At last week’s Citi EMT conference, international telecommunications carrier glbc gave an upbeat presentation where they reiterated the favorable market conditions they see for their products even in this ugly recession. But perhaps most interesting were the comments of CEO John Legere about consolidation in the sector, which were unusually frank and very much on the mark. Here is a quick transcription of what he said:
It’s painfully clear that Global Crossing, either as a part of somebody else’s business or a couple or 3 or 4 pieces of the puzzle that still sit out there, have such huge synergies that … this consolidation should take place. And I think a number of us have been anticipating it for years.
This echos what I have thought and said for a long time. You see, as well as Global Crossing has done with their assets, that asset base is incomplete and that limits their future. That is why such great synergies exist for the right purchaser of the company, and they clearly know it. The company is a puzzle piece looking for a home. Perhaps it used to be covered in mud and was unwanted by all, but now it’s reasonably clean and shiny and it clearly belongs somewhere. Yet it still cannot happen, as Legere explains:
Clearly this is not the environment … where that is either going to happen or going to happen easily. But you’ve got a dichotomy, that two players, or two versions of two or three where the synergies are somewhere between $250M and $500M a year. So you tend to in the short term value these platforms as if you can attain those synergies and we’ve proved we know how to get them. Yet you’ve got capital markets basically closed, you’ve got covenants that would require in certain transactions for you to refinance your debt but you can’t. And you’ve got significantly undervalued equities that are almost impossible to use. So it’s going to be a long road, creative minds will try to find a shareholder friendly way for these to take place but the synergies are tremendous.

§ **Dataset content**:
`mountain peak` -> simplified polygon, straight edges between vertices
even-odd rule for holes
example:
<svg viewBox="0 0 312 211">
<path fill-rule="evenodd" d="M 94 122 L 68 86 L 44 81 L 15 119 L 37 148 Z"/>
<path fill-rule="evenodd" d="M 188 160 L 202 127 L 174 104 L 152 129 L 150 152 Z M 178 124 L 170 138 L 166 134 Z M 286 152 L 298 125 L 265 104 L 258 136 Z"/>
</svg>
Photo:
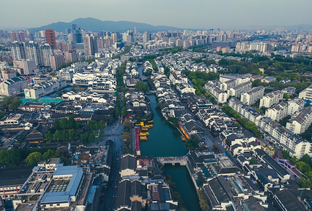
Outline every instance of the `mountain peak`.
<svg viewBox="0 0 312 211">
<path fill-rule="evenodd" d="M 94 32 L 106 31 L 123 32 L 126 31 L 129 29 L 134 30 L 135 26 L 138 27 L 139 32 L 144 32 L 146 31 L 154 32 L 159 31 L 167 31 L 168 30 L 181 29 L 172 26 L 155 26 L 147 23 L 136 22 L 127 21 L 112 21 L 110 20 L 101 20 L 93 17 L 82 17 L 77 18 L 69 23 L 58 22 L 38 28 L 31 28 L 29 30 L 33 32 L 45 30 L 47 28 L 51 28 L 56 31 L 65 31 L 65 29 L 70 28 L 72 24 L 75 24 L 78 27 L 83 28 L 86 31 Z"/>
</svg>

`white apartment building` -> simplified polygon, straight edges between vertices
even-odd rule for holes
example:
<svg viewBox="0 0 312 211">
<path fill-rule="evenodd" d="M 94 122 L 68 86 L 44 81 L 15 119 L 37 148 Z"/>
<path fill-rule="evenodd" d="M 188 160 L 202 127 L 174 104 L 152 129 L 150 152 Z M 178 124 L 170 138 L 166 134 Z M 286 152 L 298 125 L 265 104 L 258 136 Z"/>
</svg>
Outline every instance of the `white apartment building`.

...

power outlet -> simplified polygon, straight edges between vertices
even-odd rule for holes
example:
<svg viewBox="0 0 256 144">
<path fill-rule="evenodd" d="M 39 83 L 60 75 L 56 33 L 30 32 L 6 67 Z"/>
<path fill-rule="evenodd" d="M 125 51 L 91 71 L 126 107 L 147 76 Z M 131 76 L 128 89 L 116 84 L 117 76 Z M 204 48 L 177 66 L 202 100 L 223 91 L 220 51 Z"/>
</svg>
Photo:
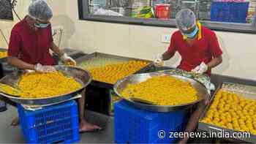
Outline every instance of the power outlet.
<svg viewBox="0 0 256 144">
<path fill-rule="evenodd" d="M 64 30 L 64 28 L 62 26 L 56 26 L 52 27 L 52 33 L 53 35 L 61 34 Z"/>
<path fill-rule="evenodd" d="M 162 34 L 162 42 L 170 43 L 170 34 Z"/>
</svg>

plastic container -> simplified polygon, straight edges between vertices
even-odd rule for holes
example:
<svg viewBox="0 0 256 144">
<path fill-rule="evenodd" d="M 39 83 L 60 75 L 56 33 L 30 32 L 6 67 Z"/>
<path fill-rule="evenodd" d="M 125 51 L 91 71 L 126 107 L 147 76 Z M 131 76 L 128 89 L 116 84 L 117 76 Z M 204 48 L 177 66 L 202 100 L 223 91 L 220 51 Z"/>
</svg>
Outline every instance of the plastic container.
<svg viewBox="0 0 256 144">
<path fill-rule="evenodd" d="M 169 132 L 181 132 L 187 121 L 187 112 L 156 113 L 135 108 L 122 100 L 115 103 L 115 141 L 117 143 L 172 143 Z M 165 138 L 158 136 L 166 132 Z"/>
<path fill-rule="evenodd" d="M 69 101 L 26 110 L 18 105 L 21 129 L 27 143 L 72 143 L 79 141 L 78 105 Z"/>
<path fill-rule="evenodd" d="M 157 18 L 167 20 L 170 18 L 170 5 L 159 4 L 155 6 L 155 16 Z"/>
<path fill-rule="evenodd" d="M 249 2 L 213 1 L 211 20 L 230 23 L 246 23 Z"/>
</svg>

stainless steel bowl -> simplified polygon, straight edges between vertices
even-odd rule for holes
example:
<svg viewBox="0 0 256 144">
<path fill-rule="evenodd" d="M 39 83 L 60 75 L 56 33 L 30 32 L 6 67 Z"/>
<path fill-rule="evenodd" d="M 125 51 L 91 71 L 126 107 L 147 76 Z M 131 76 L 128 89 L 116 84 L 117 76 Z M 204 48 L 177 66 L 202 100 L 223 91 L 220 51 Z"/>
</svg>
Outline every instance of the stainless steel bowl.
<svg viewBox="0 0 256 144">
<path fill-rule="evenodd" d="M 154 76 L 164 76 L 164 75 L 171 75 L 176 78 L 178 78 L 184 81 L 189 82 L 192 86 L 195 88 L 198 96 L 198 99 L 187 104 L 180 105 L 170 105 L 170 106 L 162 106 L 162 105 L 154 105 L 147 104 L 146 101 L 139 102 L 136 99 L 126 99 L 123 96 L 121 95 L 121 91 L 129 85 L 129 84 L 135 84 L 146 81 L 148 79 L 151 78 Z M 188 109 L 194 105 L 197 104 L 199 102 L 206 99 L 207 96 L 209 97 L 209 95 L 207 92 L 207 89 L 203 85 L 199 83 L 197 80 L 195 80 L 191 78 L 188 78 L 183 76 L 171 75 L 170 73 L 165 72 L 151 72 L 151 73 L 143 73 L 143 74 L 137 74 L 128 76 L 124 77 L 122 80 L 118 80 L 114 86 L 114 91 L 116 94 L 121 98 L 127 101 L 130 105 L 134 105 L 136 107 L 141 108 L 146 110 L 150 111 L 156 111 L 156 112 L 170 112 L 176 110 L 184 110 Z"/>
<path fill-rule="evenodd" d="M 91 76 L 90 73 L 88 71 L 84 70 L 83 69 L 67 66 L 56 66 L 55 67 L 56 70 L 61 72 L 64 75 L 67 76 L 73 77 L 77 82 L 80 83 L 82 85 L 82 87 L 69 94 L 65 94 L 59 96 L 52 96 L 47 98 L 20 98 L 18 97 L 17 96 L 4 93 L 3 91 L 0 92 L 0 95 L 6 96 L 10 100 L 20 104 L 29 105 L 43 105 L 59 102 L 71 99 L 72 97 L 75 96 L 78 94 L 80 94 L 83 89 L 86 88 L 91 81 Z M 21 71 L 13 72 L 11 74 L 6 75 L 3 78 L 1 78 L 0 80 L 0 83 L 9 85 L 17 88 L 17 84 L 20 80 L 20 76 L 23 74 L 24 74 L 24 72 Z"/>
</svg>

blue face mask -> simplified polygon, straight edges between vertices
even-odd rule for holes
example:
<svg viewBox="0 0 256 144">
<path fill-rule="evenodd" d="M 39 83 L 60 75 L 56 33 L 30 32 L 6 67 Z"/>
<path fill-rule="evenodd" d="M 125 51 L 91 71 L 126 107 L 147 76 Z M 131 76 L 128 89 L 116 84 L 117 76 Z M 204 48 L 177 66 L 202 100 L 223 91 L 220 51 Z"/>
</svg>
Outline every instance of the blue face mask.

§ **Challenge A**:
In the commentary on Global Crossing, list each obstacle to consolidation that Legere names in the sentences that begin "Yet you've got" and "And you've got."
§ **Challenge B**:
Repeat the commentary on Global Crossing between "At last week’s" and "it for years.", inclusive.

§ **Finished answer A**:
- Capital markets are basically closed.
- Covenants in certain transactions would require refinancing debt, which can't be done.
- Equities are significantly undervalued and almost impossible to use.

§ **Finished answer B**:
At last week’s Citi EMT conference, international telecommunications carrier glbc gave an upbeat presentation where they reiterated the favorable market conditions they see for their products even in this ugly recession. But perhaps most interesting were the comments of CEO John Legere about consolidation in the sector, which were unusually frank and very much on the mark. Here is a quick transcription of what he said:
It’s painfully clear that Global Crossing, either as a part of somebody else’s business or a couple or 3 or 4 pieces of the puzzle that still sit out there, have such huge synergies that … this consolidation should take place. And I think a number of us have been anticipating it for years.